# What the exercise asks:
Rewrite as a numbered list only the stretch of the records from the line containing "318L305 316L285 310L278" through the line containing "positive clicks: (275, 326)", including both of those lines and leaving out any blank lines.

[Stored data]
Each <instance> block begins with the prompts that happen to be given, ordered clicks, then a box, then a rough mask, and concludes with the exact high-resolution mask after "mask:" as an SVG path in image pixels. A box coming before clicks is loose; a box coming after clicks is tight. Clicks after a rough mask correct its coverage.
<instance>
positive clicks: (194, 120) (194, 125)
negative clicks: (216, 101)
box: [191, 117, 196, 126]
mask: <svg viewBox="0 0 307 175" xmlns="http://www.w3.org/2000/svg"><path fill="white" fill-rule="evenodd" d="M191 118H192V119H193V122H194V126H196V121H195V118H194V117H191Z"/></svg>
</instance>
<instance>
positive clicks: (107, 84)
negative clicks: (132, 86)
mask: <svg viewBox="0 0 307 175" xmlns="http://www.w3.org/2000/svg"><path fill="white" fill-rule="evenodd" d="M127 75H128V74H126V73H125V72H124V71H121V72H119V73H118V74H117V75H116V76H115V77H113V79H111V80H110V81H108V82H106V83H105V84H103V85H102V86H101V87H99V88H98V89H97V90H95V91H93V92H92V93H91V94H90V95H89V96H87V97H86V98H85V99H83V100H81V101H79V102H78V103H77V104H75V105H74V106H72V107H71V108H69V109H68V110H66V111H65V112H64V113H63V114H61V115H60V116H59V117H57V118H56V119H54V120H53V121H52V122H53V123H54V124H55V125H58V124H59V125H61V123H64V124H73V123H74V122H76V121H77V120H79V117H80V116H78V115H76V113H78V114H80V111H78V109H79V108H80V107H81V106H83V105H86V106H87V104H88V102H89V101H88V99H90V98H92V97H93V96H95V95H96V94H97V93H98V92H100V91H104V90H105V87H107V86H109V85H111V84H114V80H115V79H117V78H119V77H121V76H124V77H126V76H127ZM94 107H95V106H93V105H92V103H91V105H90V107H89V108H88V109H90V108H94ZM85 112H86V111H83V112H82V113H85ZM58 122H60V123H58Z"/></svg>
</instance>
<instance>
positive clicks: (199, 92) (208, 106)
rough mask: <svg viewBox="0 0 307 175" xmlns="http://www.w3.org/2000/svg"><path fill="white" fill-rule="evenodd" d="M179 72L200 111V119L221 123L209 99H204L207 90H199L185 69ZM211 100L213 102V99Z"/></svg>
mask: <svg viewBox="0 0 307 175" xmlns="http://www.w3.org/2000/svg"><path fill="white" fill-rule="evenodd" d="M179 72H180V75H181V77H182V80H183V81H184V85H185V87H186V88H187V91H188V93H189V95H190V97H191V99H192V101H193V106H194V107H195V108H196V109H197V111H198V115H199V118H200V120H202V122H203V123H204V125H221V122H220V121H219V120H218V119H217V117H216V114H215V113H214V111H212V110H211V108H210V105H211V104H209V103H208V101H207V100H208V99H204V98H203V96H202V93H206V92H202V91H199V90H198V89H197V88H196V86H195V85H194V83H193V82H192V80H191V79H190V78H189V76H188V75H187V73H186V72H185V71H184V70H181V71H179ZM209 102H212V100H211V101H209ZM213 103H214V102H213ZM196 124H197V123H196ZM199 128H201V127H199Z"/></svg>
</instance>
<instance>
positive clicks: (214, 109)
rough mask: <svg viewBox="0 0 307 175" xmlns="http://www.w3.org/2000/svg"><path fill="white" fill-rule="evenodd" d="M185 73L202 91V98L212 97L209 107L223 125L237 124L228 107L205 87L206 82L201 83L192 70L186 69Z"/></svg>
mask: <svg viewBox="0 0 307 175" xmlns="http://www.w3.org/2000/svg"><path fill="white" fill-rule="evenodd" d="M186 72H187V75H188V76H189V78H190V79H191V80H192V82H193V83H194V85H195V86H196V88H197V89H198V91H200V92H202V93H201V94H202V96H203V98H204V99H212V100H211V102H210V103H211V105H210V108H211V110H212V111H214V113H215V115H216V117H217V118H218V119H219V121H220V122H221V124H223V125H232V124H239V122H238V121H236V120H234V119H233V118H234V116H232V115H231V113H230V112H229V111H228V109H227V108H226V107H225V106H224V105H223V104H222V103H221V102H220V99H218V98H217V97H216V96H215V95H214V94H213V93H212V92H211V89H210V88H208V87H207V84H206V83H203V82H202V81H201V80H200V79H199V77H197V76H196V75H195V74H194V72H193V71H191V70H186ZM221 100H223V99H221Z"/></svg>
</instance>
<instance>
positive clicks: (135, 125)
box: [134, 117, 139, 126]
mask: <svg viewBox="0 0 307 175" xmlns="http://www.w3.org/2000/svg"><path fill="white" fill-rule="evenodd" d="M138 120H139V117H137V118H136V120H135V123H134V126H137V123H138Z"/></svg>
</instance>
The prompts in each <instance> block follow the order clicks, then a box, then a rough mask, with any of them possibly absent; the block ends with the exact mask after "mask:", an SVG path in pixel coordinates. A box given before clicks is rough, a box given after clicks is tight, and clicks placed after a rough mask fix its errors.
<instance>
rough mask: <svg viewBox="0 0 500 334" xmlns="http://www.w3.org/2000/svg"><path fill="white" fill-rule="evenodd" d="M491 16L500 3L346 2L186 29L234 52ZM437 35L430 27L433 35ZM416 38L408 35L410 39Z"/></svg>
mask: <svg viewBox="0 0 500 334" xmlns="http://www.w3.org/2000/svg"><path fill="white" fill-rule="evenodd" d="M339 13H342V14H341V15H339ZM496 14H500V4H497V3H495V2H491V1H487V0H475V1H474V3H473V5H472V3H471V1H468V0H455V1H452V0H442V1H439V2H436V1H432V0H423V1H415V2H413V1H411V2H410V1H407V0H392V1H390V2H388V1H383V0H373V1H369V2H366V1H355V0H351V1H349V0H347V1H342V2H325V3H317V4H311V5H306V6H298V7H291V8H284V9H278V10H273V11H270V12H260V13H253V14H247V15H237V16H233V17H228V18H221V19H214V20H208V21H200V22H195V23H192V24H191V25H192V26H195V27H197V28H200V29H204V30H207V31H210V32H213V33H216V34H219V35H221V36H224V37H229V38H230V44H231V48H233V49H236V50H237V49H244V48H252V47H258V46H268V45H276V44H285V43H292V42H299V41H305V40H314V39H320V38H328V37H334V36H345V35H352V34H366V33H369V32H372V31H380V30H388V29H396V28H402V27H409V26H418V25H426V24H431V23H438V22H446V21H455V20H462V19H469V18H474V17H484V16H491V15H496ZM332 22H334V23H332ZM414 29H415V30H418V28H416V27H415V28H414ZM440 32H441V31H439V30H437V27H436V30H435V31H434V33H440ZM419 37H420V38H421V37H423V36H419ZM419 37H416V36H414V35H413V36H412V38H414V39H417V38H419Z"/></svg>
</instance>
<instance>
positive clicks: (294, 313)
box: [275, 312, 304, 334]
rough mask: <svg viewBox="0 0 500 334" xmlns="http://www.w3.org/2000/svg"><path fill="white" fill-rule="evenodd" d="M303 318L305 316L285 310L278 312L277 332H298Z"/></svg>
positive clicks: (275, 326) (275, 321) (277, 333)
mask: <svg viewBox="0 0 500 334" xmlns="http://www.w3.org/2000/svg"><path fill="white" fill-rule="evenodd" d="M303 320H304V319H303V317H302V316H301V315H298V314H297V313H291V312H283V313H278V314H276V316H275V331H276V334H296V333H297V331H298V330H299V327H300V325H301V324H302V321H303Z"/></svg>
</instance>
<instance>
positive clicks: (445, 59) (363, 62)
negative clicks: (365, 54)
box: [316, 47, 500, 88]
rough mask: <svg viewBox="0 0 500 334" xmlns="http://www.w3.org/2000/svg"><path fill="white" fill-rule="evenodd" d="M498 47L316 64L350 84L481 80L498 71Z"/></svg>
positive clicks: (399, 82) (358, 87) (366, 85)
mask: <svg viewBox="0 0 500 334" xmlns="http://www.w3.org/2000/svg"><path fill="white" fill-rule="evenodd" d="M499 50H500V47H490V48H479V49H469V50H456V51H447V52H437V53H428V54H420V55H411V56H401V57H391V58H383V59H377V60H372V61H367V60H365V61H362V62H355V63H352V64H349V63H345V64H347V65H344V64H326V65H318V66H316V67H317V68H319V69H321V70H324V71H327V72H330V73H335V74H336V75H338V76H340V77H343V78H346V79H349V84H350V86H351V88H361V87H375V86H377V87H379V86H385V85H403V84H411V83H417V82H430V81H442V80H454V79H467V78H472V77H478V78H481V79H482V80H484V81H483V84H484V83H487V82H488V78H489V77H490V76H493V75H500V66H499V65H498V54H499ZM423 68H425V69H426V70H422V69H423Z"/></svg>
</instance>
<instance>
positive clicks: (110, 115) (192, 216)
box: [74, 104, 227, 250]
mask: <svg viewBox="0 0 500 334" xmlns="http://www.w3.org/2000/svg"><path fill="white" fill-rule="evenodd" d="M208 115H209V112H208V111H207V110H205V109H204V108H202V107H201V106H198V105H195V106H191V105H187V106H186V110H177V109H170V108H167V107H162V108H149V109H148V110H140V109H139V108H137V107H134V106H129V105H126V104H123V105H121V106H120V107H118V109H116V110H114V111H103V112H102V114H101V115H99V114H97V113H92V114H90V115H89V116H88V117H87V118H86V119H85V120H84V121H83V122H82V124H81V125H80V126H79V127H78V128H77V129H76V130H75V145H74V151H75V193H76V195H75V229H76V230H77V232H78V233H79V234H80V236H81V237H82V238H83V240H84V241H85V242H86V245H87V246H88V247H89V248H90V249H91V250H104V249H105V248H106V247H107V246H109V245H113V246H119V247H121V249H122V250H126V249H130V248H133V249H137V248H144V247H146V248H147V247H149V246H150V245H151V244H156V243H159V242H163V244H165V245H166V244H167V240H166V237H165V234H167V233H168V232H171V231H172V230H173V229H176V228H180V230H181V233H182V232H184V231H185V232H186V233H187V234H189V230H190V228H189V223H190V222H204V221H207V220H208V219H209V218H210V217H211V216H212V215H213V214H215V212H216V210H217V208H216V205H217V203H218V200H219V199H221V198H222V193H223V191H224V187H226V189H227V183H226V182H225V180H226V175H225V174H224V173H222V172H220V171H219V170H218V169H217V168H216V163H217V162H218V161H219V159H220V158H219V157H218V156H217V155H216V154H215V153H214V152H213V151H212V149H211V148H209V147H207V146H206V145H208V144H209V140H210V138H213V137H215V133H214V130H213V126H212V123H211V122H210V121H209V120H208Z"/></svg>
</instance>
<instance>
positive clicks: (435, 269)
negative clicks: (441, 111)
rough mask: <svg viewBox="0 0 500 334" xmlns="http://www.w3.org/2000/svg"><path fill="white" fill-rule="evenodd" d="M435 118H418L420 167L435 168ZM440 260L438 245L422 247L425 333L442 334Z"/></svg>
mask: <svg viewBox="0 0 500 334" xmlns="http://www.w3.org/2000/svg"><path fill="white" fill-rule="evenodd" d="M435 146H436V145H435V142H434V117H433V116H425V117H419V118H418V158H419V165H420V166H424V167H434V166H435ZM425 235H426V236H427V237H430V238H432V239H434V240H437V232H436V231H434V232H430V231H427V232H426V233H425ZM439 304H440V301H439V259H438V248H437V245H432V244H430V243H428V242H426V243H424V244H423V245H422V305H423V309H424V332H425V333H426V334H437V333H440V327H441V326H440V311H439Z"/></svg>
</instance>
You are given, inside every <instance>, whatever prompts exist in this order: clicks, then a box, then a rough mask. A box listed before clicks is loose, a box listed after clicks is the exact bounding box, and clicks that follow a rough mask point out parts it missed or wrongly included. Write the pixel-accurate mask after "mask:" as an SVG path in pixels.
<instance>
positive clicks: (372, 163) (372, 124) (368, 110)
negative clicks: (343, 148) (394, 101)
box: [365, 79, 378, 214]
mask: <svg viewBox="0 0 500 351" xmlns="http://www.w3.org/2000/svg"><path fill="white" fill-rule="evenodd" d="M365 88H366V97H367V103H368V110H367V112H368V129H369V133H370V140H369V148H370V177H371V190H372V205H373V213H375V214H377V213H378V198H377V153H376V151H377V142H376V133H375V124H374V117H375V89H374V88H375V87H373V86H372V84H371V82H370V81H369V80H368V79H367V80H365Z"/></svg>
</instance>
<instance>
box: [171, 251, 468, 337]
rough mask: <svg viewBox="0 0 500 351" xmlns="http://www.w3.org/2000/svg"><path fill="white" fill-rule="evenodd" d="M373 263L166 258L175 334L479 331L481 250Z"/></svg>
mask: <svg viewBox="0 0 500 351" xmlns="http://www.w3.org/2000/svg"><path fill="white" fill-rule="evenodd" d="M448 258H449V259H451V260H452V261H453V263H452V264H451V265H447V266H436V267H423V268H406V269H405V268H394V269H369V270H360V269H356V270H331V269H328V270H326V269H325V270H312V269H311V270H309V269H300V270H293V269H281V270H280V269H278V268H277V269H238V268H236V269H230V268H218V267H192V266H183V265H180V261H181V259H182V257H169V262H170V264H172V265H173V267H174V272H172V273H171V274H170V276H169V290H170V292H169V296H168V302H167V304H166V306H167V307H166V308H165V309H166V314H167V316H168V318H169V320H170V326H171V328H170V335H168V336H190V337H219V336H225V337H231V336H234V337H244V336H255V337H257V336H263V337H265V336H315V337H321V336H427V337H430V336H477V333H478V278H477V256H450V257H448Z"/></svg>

# Response to this task:
1. rough mask: <svg viewBox="0 0 500 334" xmlns="http://www.w3.org/2000/svg"><path fill="white" fill-rule="evenodd" d="M303 318L305 316L285 310L278 312L277 332H298Z"/></svg>
2. positive clicks: (275, 326) (275, 321) (277, 333)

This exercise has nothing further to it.